=== Text segment ===
────────

Home > Plasmonic Nanomaterials Biodiagnostics

The successful treatment and cure of all diseases relies heavily on accurate diagnosis: if we don’t know what a disease is, we won’t know how to stop it. The ramifications of this can be very serious, with delays in diagnosis and treatment playing a key factor in many deaths and dehabilitating conditions. Traditional diagnostic tools and procedures have been used to great effect in many cases, but they do have limitations.

Our fundamental understanding of human health and disease is better than ever, and scientists are discovering many new molecular biomarkers that can be used as tell tale signs that all is not well with a patient. However, such biomarkers are commonly either too low a number to detect or are unsuitable for detection by traditional means. For us to achieve the ideal of molecular profiling of disease and personalised medicine, diagnostic technologies need to keep up with the discoveries being made in biology and medicine. 

The increased demand for molecular biomarker detection is pushing the development of ultrasensitive sensors, and it is here where new and exciting nanomaterial discoveries are finding application and showing great promise, with scientists exploiting the useful physical and chemical properties of nanomaterials. 

Once we reduce size of materials into the nanoscale, unique and interesting phenomena often arise that are not observed in the bulk material. The fundamental basis of nano-diagnostics is to link unique phenomena that arise at the nanoscale to the presence of a specific analyte biomolecule, and to modulate the intensity of such phenomena in a ratiometric fashion, in direct proportion with analyte concentration.

────────

=== Data shown ===
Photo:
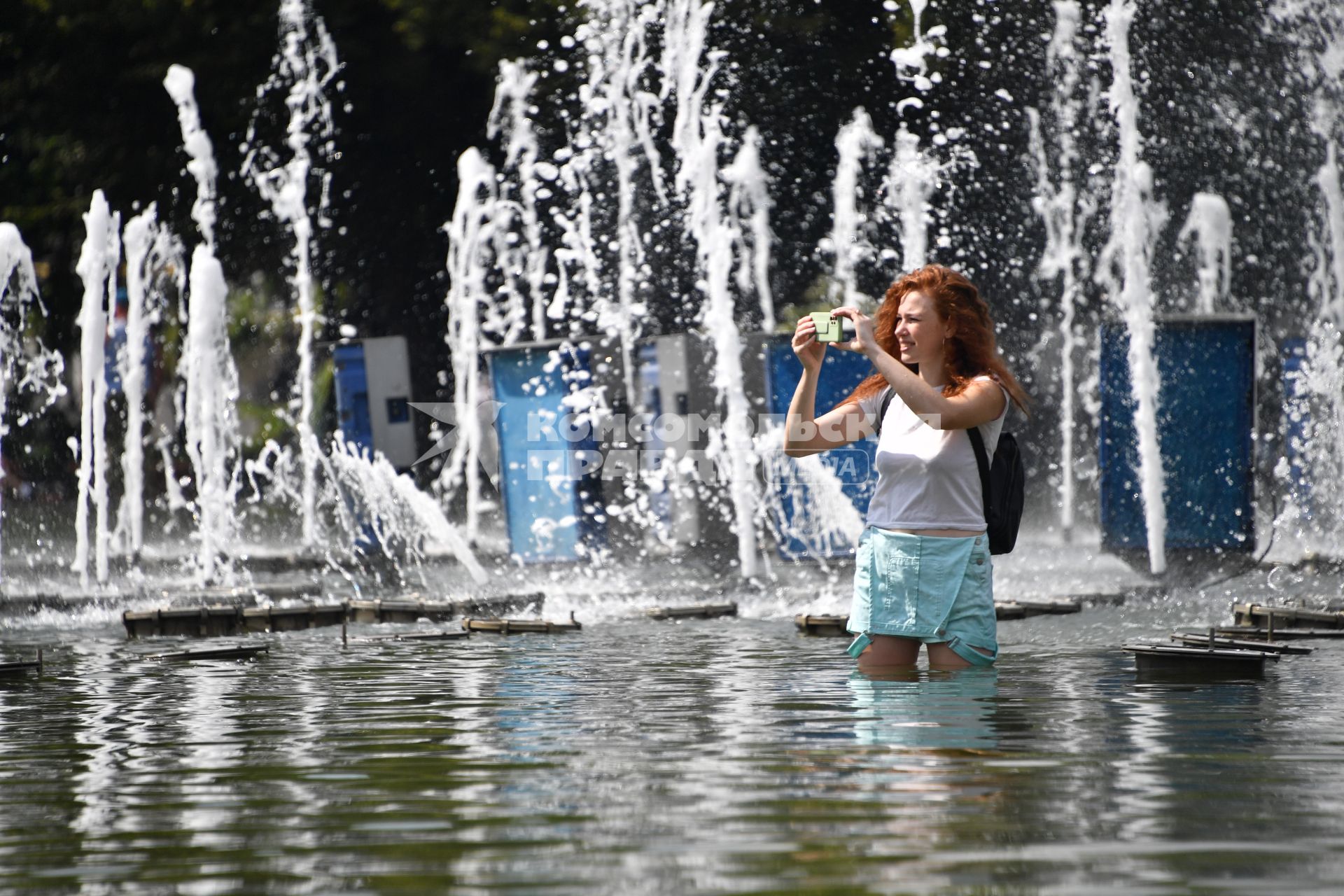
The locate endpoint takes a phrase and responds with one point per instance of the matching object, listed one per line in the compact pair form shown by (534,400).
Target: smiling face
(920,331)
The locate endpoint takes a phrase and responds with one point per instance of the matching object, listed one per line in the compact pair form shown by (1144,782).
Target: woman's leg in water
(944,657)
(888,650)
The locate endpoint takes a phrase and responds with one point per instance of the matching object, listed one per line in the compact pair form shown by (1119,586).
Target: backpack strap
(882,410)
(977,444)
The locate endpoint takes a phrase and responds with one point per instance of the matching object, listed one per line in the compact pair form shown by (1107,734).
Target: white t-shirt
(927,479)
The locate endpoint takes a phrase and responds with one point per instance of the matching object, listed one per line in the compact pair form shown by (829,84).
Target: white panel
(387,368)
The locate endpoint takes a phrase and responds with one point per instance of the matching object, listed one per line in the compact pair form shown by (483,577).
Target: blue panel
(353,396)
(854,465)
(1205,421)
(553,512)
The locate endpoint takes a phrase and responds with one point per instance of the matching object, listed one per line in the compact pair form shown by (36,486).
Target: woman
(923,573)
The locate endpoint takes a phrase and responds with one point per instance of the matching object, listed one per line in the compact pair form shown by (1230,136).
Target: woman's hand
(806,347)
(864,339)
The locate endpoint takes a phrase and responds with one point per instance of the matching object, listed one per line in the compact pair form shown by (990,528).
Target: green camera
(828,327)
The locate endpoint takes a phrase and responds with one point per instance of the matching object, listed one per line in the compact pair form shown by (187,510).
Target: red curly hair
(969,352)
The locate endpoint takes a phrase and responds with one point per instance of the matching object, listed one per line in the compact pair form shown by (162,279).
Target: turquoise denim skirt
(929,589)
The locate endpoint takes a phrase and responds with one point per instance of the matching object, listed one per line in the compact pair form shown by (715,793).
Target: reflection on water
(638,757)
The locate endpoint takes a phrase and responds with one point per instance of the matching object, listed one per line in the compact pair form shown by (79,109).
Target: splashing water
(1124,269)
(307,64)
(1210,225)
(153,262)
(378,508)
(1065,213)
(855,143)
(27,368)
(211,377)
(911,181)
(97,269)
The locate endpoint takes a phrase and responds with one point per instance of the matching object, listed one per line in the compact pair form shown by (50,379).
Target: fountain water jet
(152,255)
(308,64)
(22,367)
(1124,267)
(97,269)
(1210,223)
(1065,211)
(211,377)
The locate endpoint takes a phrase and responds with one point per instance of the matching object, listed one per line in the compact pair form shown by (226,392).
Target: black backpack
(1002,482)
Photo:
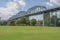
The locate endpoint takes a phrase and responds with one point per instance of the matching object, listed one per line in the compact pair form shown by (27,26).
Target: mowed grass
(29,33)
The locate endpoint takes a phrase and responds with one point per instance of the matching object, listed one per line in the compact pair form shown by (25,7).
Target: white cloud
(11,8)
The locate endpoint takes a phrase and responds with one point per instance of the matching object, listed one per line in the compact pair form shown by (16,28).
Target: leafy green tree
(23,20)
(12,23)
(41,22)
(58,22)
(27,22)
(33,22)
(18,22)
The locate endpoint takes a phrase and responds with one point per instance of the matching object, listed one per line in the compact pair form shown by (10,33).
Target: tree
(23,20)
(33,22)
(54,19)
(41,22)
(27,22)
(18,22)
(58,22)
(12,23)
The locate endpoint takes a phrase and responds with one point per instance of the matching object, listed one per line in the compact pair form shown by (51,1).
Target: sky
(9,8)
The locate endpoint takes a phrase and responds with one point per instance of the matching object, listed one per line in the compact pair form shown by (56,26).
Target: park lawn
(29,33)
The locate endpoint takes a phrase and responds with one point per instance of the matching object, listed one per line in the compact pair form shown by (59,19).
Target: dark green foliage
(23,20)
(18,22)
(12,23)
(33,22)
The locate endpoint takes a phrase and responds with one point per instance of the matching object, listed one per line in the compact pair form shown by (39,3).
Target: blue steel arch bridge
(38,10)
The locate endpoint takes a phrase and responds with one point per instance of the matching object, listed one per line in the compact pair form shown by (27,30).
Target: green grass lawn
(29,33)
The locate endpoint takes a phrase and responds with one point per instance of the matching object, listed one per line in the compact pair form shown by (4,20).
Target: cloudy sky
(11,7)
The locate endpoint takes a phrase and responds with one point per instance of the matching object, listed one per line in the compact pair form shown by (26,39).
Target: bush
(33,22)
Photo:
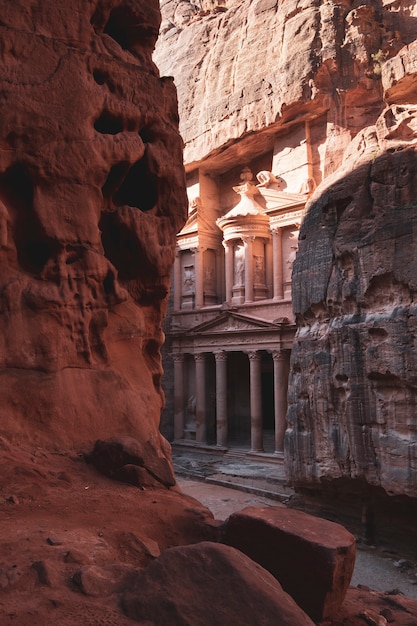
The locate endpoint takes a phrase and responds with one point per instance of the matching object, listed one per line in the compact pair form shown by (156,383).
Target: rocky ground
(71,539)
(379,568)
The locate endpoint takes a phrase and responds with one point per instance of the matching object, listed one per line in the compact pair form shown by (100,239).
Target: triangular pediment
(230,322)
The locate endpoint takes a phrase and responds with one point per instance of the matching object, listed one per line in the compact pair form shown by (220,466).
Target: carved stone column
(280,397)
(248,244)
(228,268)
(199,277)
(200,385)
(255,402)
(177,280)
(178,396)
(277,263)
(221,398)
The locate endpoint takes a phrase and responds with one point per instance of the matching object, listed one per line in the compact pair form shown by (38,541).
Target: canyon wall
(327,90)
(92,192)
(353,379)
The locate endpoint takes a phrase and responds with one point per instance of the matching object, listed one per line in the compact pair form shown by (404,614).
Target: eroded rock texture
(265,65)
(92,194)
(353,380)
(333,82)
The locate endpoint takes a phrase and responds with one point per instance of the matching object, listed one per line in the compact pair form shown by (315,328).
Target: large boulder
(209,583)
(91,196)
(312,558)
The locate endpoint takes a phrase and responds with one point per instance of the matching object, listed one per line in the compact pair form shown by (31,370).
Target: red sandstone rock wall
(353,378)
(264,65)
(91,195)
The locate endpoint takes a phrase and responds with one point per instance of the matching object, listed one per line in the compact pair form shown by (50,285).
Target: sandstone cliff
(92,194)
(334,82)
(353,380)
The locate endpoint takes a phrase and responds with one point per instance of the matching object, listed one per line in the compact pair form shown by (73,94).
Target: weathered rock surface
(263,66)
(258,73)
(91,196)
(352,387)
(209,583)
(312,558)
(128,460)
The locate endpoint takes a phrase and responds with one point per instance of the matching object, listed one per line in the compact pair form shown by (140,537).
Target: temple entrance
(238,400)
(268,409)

────────

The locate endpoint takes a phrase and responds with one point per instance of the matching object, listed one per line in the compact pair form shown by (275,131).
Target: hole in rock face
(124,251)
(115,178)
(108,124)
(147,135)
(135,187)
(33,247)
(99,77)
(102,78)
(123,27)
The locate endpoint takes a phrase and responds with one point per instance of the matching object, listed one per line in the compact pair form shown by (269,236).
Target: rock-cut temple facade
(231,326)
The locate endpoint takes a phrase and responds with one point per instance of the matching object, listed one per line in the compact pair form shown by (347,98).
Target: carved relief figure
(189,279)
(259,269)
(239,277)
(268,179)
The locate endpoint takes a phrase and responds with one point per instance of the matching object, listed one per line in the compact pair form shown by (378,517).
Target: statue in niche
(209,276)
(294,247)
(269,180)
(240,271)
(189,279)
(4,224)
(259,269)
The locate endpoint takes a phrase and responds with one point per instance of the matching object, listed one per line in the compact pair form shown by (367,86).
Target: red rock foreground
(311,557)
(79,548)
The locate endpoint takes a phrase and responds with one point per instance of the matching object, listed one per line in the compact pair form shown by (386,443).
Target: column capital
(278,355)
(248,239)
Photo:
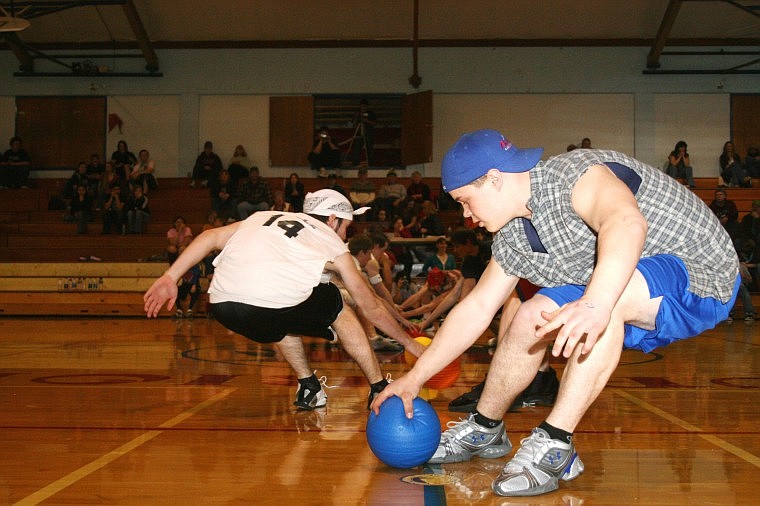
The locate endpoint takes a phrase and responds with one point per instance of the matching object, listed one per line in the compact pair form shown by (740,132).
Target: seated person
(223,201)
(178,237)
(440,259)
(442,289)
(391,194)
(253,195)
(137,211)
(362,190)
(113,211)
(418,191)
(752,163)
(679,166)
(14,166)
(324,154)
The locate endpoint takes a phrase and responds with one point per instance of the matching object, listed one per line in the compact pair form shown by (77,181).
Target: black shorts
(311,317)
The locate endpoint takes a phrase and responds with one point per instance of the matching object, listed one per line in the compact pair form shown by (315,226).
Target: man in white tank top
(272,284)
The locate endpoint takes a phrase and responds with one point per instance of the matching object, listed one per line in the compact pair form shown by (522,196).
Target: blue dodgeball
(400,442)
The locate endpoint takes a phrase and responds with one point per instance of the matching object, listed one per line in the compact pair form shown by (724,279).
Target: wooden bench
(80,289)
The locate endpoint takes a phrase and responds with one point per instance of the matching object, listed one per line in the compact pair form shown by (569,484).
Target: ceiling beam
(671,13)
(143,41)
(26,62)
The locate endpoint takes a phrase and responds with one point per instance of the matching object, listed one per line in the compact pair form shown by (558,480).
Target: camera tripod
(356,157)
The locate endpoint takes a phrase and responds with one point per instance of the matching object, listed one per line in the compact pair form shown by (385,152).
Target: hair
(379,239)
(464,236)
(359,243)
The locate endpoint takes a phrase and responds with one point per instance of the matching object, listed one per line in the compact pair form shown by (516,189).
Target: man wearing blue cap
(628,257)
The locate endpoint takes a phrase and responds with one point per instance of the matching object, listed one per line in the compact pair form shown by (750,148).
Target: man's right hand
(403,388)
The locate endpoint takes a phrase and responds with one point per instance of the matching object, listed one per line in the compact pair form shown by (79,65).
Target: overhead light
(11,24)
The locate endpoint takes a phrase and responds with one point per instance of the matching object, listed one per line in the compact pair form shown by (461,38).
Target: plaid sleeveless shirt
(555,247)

────────

=== Work to complete ===
Write the next part of the text on plasmonic nanomaterials in biodiagnostics, picking up after its last sentence.

=== Exercise result ===
In our tutorial review, published in Chemical Society Reviews, we discuss the use of plasmonic nanomaterials in the development of biodiagnostic tools for the detection of a large variety of biomolecular analytes, and how their plasmonic properties give rise to tunable optical characteristics and surface enhanced Raman signals. Here, we put particular emphasis on works that have explored the efficacy of their systems using physiological samples in order to highlight the clinical potential of such assays.

Although academic research has contributed tremendously to the development of this field, these technologies are not just of academic interest, and there are some high profile examples of technologies that have crossed the academic-industrial divide.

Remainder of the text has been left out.